OBJECTIVE -
In the passage below about knitting for golf, what does it say Uncle Bill has even taken from Father?

--- BEGIN DOCUMENT SECTION ---

Nor will I be knitting these, but only because he doesn’t play golf, of course.
Otherwise I’d be seriously tempted.
Can you imagine the reaction you would get, appearing on the golf course with these? ‘I say, old boy, you’ve got something rather strange on your golf clubs, you know’. ‘Ah yes, I’m afraid Gwladys has been busy again…’. ‘You want to give her some of these, old man. [Hands over tablets] Keeps my Winifred’s needlepoint under control.’
And let’s not get onto the subject of Uncle Bill, who is clearly the sort of uncle who is not mentioned at the dinner table, but who appears every so often when his on-course betting business goes astray, seduces the housemaid and then disappears for another twelve months, possibly with the silver-backed hairbrushes from Mother’s dressing table:
I mean, he’s even nicked Father’s pipe.

--- END DOCUMENT SECTION ---
--- BEGIN MATERIAL ---

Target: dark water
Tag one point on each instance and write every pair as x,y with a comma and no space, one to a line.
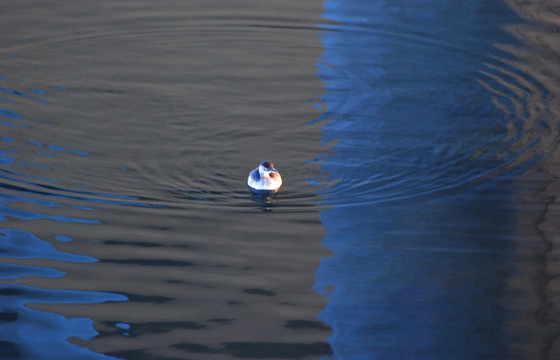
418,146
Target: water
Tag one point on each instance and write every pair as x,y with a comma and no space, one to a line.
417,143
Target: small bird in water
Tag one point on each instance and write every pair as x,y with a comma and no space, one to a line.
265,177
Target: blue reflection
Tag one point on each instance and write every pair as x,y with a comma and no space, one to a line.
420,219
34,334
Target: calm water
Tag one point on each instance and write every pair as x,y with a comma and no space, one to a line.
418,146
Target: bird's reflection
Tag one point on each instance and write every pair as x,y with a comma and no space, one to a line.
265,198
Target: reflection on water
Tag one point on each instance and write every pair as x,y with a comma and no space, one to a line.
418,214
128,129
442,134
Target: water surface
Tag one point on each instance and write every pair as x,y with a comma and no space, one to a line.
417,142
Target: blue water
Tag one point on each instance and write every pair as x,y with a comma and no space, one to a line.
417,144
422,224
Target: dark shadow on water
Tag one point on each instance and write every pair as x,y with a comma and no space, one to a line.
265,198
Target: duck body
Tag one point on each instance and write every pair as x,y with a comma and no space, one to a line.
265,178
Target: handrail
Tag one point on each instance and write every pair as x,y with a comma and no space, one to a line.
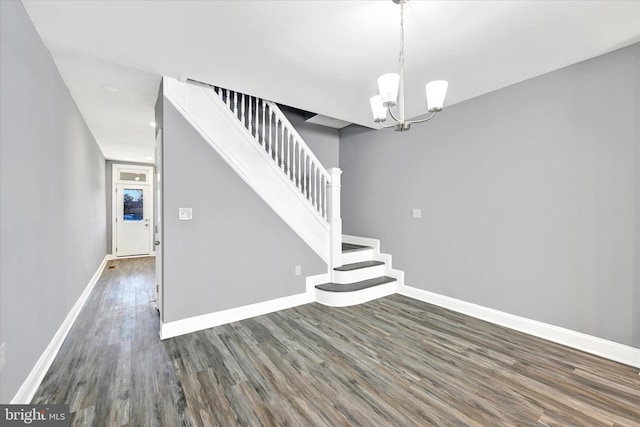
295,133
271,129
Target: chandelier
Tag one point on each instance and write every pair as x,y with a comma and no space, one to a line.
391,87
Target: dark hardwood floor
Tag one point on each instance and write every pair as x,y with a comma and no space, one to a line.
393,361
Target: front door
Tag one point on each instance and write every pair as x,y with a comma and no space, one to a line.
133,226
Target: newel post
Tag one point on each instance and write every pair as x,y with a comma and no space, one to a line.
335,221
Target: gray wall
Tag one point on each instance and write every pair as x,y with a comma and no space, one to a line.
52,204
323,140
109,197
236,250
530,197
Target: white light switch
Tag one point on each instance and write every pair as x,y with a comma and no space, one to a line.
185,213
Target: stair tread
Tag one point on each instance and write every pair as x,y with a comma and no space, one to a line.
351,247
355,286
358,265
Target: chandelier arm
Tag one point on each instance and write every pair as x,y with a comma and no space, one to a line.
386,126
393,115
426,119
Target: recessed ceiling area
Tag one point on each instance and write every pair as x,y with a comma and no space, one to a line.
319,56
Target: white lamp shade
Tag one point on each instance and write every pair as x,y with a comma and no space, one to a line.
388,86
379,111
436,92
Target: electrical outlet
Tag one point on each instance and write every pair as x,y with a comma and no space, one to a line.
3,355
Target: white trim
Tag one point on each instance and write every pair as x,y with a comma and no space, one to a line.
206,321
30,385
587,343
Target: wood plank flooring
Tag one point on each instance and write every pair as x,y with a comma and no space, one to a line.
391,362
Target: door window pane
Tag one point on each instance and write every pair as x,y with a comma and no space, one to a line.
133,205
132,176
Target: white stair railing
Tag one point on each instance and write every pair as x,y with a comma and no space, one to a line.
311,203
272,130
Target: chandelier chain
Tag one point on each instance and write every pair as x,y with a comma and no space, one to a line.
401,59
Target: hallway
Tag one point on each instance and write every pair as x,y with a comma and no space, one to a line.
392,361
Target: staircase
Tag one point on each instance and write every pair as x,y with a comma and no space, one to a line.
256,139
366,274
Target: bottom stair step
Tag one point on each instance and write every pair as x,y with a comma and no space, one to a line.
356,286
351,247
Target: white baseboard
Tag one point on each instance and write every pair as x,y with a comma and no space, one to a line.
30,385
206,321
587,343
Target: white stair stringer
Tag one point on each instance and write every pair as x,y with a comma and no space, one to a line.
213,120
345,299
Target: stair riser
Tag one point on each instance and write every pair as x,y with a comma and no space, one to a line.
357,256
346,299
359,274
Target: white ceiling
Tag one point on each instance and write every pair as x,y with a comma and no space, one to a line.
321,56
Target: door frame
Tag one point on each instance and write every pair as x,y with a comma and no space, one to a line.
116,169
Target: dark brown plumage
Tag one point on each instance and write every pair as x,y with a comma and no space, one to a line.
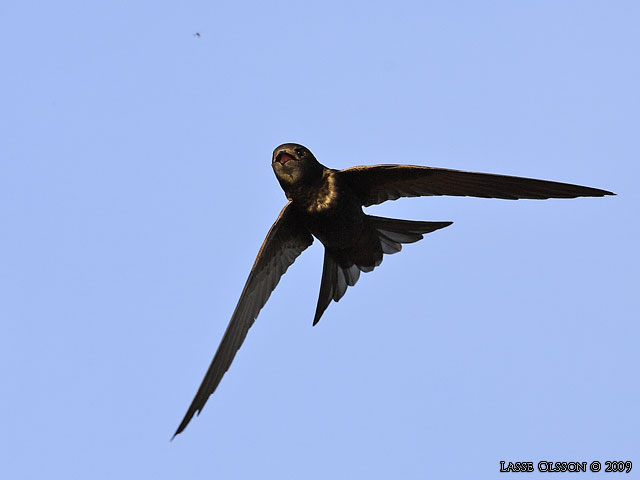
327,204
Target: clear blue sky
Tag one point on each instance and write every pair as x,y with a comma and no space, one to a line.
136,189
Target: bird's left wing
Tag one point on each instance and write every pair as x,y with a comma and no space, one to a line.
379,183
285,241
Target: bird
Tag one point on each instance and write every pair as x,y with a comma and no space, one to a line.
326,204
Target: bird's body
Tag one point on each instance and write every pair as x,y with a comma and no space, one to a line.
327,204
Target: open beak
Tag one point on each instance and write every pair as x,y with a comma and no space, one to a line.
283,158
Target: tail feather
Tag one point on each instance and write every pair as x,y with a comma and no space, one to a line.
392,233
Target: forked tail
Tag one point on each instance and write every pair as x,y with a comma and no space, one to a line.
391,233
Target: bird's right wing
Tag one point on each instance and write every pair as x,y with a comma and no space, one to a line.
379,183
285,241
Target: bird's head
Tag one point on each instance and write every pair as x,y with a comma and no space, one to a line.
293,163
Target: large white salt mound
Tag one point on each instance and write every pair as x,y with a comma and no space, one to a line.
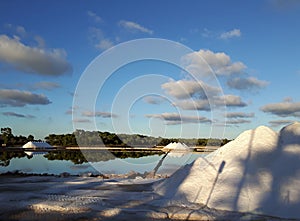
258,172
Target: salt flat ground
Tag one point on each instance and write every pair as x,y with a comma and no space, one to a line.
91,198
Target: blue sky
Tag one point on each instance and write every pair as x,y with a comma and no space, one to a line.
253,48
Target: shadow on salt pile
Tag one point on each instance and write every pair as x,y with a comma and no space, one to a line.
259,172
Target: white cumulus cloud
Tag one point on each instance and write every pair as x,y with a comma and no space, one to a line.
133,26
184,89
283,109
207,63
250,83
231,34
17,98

--- END MATERIAL ---
--- BEGIN MATERIAL ---

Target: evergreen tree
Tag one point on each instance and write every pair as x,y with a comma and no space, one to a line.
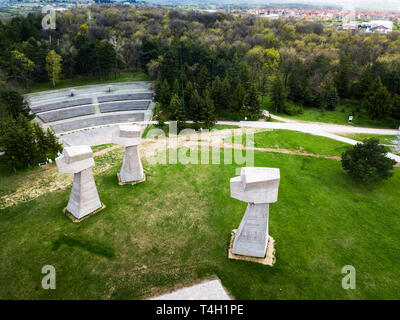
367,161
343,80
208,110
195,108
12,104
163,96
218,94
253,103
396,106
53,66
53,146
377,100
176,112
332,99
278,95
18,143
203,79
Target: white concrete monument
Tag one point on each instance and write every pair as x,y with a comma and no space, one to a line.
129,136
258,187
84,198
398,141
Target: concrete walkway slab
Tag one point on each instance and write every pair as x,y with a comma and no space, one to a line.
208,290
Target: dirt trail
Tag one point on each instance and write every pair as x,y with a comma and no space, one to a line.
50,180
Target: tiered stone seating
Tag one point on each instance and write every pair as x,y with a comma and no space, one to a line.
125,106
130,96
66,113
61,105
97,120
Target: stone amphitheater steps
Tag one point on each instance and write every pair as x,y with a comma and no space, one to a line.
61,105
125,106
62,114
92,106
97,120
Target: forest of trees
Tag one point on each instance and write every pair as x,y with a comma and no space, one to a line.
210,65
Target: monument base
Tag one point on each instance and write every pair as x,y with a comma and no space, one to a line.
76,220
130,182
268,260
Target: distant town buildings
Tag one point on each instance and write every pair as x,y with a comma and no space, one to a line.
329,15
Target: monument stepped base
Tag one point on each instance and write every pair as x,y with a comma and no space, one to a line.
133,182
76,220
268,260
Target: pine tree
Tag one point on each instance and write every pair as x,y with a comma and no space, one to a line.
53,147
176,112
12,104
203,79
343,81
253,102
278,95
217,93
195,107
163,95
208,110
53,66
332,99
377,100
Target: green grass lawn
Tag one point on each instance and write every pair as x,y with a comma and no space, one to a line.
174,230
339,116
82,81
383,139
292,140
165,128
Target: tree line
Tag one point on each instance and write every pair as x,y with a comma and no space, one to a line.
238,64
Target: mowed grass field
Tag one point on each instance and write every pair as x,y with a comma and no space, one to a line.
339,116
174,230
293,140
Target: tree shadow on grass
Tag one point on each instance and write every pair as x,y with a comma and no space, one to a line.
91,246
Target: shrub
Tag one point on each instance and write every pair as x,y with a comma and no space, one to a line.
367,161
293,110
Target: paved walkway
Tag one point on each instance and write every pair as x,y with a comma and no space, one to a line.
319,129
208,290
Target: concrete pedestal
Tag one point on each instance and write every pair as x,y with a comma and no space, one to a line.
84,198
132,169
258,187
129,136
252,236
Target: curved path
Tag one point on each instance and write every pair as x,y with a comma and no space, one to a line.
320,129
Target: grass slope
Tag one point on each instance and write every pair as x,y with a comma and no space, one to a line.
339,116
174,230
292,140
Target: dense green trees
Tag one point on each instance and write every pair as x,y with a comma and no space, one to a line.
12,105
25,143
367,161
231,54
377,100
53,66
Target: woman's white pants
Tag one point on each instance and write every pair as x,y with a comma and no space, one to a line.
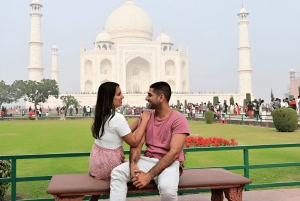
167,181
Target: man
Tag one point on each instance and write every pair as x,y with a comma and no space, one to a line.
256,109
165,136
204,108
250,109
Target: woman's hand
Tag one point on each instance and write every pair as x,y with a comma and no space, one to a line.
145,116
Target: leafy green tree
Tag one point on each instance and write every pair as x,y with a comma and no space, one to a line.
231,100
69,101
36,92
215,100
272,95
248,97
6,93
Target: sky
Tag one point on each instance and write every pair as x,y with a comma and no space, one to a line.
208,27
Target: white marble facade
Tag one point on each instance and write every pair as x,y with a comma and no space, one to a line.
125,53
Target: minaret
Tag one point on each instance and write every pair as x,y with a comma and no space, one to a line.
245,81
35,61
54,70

--- END MATERIAL ---
--- BEGIN MATERIAL ---

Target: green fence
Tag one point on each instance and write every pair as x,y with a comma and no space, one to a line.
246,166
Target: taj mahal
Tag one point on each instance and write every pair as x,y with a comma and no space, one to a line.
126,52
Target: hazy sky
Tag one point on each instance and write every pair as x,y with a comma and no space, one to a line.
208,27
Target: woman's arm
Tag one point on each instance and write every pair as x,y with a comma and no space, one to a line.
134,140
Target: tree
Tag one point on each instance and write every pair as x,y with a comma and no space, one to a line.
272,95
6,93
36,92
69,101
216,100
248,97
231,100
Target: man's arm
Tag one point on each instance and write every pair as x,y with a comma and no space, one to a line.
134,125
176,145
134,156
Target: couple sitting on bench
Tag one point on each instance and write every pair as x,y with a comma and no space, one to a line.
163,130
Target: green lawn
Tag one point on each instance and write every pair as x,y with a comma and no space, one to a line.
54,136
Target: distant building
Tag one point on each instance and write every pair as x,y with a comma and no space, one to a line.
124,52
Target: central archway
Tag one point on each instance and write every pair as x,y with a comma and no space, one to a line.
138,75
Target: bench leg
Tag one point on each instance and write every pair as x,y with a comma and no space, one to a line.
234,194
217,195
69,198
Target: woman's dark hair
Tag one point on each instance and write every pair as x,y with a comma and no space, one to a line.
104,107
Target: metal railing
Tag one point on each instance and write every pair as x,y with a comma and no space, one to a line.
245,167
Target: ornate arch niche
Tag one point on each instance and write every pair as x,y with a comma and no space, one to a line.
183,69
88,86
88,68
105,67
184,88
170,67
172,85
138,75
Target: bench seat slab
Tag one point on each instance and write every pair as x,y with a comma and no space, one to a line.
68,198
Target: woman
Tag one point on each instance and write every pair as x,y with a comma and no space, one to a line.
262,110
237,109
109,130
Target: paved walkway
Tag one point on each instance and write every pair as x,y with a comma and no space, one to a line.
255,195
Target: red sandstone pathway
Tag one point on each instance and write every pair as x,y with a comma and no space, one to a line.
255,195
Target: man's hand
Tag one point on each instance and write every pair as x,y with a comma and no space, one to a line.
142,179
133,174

--- END MATERIAL ---

REPLY TO THE EXERCISE -
Father's pipe.